Compiti da svolgere:
a: Ricopia senza alcuna modifica le righe dell'elenco: parti dalla riga che contiene "Note: point to every instance of the asphalt" e fermati dopo quella che contiene "x=95, y=167", entrambe comprese.
b: Prosegui l'articolo sulla confisca delle società del Gruppo Sammaritano a partire dalla sua ultima frase.

Brano fornito:
——
Quella di Giuseppe Sammaritano è una di quelle storie finite nel mirino delle misure di prevenzione, senza nulla di particolarmente rilevante da imputare all’imprenditore. Ha cominciato dal nulla e nello spazio di un ventennio è diventato ricco, costruendo un impero fra Palermo e Carini, nel settore della grande distribuzione, soprattutto dei detersivi all’ingrosso. Nei suoi supermercati c’erano sempre detersivi, profumi e articoli per la casa a prezzi stracciati. Nel 2012, l’impero di Sammaritano è stato sequestrato dal collegio delle Misure di prevenzione (Silvana Saguto, Fabio Licata e Lorenzo Chiaramonte) poi finito al centro dell’ultima bufera giudiziaria. L’ammontare economico del sequestro venne stimato in 210 milioni di euro. Oggi, con una velocità cui non eravamo stati abituati, scatta la confisca per sei società del Gruppo Sammaritano. Secondo il tribunale Misure di prevenzione di Palermo, oggi presieduto da Giacomo Montalbano, l’imprenditore palermitano «era disponibile a considerare ogni offerta che veniva dall’ambiente mafioso, in un’ottica di reciproca e pacifica convivenza, non avendo mai disdegnato la protezione e l’aiuto che Cosa nostra poteva offrire alla sue iniziative imprenditoriali». Le indagini del Gico del nucleo di polizia tributaria di Palermo, coordinate dal pm Pierangelo Padova, hanno evidenziato una pesante sperequazione fra i redditi leciti e i beni aziendali (nel 2001, oltre 9 miliardi di lire). Nel 2006 era stato trovato il nome di Sammaritano in uno dei pizzini nel covo di Bernardo Provenzano: il boss Salvatore Lo Piccolo chiedeva un aiuto per lavorare con «Sammaritano del Cedi Sisa di Carini». Sammartano finito sotto processo, negò di avere pagato il pizzo, è patteggio una condanna a quattro mesi, convertita in una multa da 5 mila euro, per favoreggiamento, proprio per il suo silenzio sulle richieste dei boss. Un’intercettazione lo ha poi sorpreso mentre commentava un nuovo investimento nella zona di Castelvetrano: «I reali investitori erano dei mafiosi – ipotizza il tribunale – occorrevano le dovute presentazioni e i permessi». La Castelvetrano del superlatitante Matteo Messina Denaro: uno dei soci della Sicilprodet srl di Sammaritano, Salvatore Abate, è risultato essere inquilino del cognato della primula rossa di Cosa nostra, Filippo Guttadauro. Sammartano si è avvalso della collaborazione della moglie, Maria Grazia Moschera, e dei figli Gaetana, Anna Lorena, Angelo e Claudia.
——
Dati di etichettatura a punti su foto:
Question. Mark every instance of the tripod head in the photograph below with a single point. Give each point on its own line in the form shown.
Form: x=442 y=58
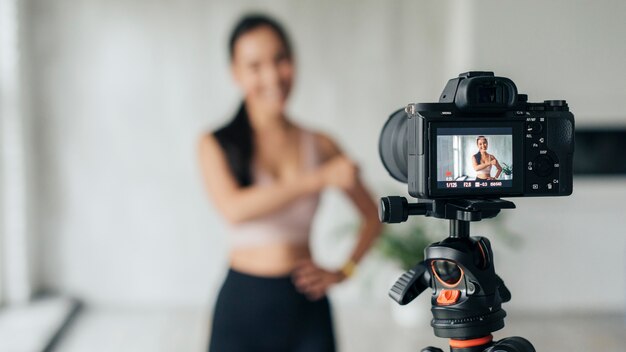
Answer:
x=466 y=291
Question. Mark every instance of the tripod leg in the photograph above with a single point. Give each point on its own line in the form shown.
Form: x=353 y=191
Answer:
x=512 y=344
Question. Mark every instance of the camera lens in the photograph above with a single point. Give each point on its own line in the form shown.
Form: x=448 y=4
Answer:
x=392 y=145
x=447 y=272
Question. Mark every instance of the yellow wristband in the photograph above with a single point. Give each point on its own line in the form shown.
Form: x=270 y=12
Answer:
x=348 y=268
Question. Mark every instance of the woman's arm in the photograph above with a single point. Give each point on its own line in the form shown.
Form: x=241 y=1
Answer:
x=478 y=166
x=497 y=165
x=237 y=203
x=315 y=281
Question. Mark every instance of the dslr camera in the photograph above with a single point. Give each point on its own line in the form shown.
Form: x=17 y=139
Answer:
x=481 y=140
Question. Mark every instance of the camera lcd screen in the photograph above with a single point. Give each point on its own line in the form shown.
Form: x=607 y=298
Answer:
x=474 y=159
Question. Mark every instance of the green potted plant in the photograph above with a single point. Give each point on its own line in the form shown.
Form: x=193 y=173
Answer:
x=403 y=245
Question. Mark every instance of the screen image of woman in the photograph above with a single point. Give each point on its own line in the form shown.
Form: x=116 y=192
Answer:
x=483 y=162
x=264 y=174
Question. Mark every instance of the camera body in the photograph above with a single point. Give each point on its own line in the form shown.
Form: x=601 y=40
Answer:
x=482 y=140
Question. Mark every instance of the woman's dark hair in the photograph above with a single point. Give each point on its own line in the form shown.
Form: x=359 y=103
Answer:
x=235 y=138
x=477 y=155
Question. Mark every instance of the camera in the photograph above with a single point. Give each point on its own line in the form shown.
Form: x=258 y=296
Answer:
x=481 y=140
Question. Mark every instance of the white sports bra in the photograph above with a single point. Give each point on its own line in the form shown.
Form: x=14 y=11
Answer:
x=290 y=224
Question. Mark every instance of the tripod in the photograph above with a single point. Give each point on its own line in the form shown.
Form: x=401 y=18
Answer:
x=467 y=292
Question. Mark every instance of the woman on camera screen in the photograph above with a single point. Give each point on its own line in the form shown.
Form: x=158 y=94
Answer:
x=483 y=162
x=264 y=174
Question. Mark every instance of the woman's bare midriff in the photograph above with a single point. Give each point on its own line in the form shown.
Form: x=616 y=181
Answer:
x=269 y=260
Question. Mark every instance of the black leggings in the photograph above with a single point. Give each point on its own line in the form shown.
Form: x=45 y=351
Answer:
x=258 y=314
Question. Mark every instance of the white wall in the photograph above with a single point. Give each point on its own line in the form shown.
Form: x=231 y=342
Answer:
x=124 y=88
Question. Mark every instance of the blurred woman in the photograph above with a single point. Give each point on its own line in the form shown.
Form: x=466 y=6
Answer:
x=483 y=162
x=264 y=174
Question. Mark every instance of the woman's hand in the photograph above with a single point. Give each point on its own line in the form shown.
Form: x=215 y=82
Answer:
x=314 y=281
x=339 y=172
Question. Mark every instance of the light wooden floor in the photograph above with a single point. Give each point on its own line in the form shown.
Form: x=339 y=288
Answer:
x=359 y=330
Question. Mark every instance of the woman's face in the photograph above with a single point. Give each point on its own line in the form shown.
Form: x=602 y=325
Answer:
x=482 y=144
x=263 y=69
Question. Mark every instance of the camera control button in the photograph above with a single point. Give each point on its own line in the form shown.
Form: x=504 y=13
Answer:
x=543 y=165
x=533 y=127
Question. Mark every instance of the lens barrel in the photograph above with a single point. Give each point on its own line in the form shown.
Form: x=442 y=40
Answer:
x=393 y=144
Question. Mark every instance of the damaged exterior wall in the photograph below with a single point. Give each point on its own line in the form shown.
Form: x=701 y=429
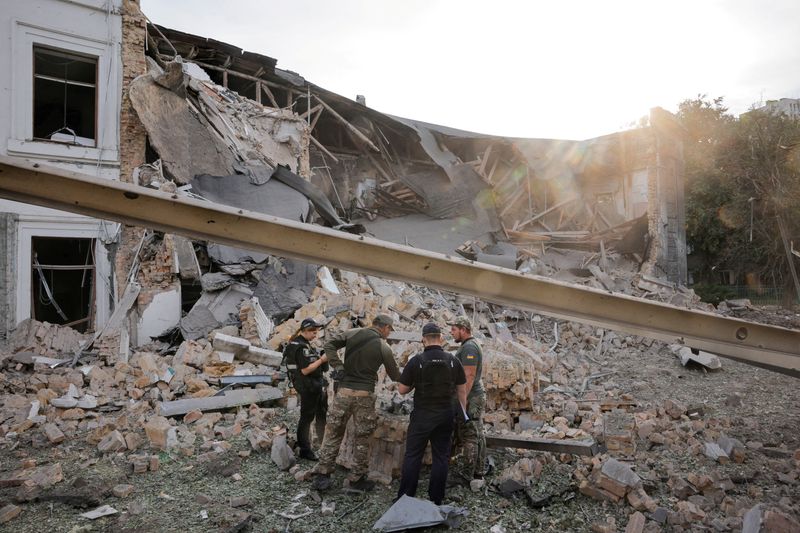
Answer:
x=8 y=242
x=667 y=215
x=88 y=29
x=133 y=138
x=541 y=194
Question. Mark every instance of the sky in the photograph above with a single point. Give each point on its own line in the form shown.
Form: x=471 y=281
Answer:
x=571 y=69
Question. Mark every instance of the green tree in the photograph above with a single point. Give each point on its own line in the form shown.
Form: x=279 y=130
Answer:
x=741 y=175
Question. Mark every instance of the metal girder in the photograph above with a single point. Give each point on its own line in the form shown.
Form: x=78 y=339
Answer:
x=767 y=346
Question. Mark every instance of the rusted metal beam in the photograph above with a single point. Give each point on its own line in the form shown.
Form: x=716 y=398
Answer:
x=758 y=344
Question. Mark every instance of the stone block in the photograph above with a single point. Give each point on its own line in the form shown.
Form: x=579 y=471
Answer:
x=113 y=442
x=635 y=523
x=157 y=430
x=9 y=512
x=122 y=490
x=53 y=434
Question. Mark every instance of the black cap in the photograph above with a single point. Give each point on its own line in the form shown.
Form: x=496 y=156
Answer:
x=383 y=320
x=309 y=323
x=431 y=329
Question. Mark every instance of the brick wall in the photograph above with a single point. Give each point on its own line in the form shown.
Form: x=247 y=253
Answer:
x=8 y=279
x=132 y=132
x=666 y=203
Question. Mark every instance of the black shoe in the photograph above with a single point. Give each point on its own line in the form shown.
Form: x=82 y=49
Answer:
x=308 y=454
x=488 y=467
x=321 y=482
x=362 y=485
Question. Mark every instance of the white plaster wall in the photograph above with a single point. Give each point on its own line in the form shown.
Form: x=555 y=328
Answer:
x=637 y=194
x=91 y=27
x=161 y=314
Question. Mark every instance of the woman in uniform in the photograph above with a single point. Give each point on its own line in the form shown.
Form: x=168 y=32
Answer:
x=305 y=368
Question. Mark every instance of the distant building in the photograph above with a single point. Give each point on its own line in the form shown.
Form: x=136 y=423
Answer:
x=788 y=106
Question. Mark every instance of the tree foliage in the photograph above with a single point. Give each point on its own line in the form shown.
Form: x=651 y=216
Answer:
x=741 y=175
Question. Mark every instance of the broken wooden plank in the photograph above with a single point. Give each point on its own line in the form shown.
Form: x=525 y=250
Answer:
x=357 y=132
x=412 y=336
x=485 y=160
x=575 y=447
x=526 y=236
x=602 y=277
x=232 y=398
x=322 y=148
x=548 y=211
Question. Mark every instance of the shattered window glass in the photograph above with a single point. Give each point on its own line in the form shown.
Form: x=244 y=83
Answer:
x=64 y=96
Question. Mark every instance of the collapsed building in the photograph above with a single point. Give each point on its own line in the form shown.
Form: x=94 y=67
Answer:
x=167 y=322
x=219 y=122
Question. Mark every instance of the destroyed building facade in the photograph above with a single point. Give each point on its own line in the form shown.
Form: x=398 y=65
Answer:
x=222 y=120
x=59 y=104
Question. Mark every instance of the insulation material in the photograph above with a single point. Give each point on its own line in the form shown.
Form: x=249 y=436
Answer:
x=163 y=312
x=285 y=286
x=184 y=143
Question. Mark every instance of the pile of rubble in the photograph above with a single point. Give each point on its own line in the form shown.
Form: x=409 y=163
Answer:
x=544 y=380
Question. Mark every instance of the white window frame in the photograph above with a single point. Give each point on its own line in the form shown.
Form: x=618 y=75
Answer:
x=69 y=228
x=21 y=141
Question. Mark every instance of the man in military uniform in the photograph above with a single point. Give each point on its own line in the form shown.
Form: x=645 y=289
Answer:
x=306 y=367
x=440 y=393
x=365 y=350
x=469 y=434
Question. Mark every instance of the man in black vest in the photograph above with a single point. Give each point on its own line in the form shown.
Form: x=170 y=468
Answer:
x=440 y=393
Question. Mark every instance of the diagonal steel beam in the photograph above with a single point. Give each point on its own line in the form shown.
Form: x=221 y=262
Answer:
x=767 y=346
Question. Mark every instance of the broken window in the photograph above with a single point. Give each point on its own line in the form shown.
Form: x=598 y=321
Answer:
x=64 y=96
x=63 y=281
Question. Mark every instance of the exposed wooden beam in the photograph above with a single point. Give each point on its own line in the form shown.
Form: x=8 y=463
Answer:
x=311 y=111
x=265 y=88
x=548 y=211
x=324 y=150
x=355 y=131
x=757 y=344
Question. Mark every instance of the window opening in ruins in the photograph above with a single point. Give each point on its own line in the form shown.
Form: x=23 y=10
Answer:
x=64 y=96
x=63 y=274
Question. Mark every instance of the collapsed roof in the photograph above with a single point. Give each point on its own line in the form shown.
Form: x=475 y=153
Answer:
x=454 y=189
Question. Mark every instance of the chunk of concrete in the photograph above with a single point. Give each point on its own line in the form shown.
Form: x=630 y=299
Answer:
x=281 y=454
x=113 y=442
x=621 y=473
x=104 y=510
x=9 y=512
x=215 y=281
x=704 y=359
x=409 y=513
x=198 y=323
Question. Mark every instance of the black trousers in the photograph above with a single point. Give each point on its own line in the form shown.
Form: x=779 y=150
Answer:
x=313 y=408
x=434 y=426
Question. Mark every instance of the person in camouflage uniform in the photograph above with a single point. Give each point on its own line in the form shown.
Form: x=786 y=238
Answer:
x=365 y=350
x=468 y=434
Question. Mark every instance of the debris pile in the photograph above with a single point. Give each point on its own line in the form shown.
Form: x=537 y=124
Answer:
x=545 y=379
——
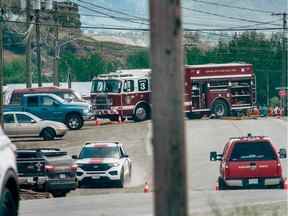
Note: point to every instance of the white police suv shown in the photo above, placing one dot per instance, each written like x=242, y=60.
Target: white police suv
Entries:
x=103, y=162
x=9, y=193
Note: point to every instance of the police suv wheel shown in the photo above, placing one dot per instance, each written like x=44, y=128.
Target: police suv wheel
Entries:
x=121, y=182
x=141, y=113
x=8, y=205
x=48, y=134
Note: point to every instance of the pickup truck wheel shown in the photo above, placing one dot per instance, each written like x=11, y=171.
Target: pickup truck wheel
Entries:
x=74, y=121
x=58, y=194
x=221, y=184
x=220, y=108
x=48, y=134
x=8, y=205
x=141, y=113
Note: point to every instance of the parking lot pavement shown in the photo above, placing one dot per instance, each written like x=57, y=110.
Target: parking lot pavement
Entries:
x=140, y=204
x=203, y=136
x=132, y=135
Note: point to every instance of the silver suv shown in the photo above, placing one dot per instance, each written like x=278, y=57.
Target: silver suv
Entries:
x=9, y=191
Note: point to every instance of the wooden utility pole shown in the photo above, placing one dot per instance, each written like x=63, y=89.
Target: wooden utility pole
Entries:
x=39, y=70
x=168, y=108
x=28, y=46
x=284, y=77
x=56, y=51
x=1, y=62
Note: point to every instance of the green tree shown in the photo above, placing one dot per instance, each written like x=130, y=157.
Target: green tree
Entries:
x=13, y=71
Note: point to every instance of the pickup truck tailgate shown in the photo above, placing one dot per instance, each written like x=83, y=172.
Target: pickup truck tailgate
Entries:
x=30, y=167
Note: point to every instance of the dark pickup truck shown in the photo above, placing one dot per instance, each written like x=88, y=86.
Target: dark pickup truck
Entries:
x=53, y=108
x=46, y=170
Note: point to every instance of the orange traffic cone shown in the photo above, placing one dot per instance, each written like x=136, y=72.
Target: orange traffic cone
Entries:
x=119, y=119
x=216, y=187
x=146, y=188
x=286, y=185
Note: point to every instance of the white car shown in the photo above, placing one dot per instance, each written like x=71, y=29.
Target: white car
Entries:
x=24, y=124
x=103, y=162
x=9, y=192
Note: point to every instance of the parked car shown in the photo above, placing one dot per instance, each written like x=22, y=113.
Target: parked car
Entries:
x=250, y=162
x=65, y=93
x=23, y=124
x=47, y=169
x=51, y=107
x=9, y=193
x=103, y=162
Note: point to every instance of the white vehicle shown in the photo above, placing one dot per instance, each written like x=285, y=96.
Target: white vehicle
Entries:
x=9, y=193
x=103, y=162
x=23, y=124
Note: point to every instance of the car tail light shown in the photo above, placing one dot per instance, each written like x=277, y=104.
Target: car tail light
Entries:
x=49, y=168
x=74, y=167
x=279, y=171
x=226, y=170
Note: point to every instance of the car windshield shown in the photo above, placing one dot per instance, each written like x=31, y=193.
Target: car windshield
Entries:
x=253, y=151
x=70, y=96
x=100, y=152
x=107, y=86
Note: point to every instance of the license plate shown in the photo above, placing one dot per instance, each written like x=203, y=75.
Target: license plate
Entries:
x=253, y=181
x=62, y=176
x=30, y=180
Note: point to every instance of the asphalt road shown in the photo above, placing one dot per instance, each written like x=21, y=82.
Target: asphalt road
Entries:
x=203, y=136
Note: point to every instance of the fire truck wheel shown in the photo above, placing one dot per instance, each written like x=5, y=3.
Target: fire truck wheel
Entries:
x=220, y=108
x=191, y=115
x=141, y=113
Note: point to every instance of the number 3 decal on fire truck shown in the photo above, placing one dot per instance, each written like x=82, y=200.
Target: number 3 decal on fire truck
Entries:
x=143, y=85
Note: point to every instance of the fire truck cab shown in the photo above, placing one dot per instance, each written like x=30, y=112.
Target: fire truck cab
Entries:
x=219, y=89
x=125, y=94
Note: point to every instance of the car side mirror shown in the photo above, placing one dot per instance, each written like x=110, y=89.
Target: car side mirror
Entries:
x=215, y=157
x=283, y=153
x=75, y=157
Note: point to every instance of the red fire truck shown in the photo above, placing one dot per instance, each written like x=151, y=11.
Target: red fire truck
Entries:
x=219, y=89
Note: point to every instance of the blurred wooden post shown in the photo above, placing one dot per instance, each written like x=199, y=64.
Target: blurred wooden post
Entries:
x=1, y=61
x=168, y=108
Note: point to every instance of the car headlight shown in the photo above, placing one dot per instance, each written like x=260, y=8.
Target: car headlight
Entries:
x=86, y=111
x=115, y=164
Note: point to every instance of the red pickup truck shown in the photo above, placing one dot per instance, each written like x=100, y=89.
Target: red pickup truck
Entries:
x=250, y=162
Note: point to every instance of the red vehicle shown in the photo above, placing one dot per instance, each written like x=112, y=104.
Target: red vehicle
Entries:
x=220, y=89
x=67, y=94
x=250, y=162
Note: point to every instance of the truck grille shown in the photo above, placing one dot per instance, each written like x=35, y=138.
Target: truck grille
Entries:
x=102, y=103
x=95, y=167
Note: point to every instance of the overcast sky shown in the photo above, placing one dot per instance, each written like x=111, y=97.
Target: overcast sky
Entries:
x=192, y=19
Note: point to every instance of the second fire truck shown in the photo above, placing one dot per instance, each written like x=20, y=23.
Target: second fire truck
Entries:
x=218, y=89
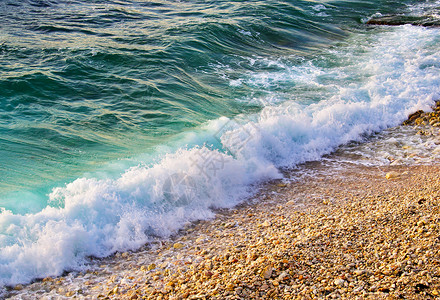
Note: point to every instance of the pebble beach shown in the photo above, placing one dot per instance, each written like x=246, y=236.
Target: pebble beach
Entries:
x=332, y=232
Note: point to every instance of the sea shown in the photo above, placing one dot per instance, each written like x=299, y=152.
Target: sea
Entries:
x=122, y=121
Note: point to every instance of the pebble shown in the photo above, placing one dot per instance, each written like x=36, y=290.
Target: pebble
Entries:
——
Risposte finali:
a:
Note: point to every instance of the asphalt road shown in the photo above, placing one dot per instance, each written like x=21, y=82.
Target: asphalt road
Entries:
x=203, y=136
Note: point to every instance of the fire truck wheel shown in the photo above, placing one dot per instance, each written like x=5, y=3.
Target: fire truck wheel
Entries:
x=220, y=108
x=191, y=115
x=141, y=113
Note: point to every instance of the number 3 decal on fire truck shown in the photo above, placing one dot per instance, each written like x=82, y=200.
Target: number 3 decal on fire truck
Entries:
x=143, y=85
Note: point to every instance of the fire truck cab shown in the photo above, placing one dot per instance, each written like x=30, y=112.
Target: fire truck cab
Entries:
x=219, y=89
x=125, y=94
Note: point to every instance of the car side mirror shown in the photo above, placing one dot per instance, each written like x=110, y=89.
Target: car side mirror
Entries:
x=215, y=157
x=283, y=153
x=75, y=157
Note: point to every instance of the red fire truck shown in the photo above, placing one dot per instance, each written like x=151, y=11.
Target: red fire truck
Entries:
x=219, y=89
Note: point to every instance of the blurred wooden post shown in the photo above, placing one dot per instance, each written like x=199, y=64.
Target: blurred wooden post
Entries:
x=1, y=61
x=168, y=108
Note: point to every instance of the car headlight shown in the photo above, placing one dot per instance, each written like x=260, y=8.
Target: car headlight
Entries:
x=86, y=111
x=115, y=164
Note: point to every instance of the red pickup truck shown in the photo above, placing one dot per instance, each written like x=100, y=89.
Target: red pickup truck
Entries:
x=250, y=162
Note: point to every instance of the red vehicle shown in the photo above, placing one dot per instance, each written like x=112, y=104.
Target: red vehicle
Entries:
x=220, y=89
x=67, y=94
x=250, y=162
Note: point to every instance of the truck grille shown in the photo above, placing one dot per instance, each written like x=35, y=138.
Target: truck grille
Entries:
x=102, y=103
x=95, y=167

b:
I collaboratori di giustizia hanno aiutato a ricostruire l’ascesa di Sammartano, cominciata da una vecchia faccenda di riciclaggio. E continuata con la collaborazione, o meglio con la messa a disposizione delle aziende per investire, e dunque ripulire 300 milioni delle vecchie lire. Il pentito Francesco Briguglio, ex fedelissimo del clan di San Lorenzo ha raccontato dei rapporti fra l’imprenditore e i mafiosi del mandamento di Pagliarelli ai quali avrebbe consentito di cambiare grosse somme di lire in euro. Nel corso dell’inchiesta Gotha che azzerò il mandamento retto da Nino Rotolo è emerso meglio il ruolo di Sammaritano sarebbe diventato socio in affari della mafia, persino in affari con n la cosca di Carini, come dalla documentazione sequestrata a Salvatore Lo Piccolo durante l’arresto nel covo di Giardinello. La perizia sui conti ha confermato che Sammaritano, da modesto titolare di una piccola azienda che nei primi anni 90 aveva bilanci negativi è diventato un pezzo grosso della grande distribuzione, capace di immettere nelle sue società, tra il 1995 ed il 2000, sette miliardi di lire. Troppi, rispetto ai redditi dichiarati.

La Sicilprodet è una delle società confiscate. Sigilli anche per la Fratelli Sammaritano srl, con sede nella zona industriale di Carini, commercializza prodotti di bellezza; per le società palermitane Angelo Sammaritano srl e Max Gross che vendono, all’ingrosso e al dettaglio, profumi, casalinghi e detersivi. Sigilli anche per il 50 per cento della Gs Distribuzione srl e per una sfilza di terreni a Partinico. Confiscati pure alcuni appartamenti a Palermo (nelle vie Tommaso Aversa, Niccolò Candela, Gennaro Pardo e Belgio), una villa a Trappeto, tre case a San Vito Lo Capo. Oggi questo grande patrimonio è passato sotto confisca, ma rimane sempre la perplessità su quanto legittimo sia un procedimento del genere nei confronti di una persona che penalmente, a parte la multa, risulta pulito.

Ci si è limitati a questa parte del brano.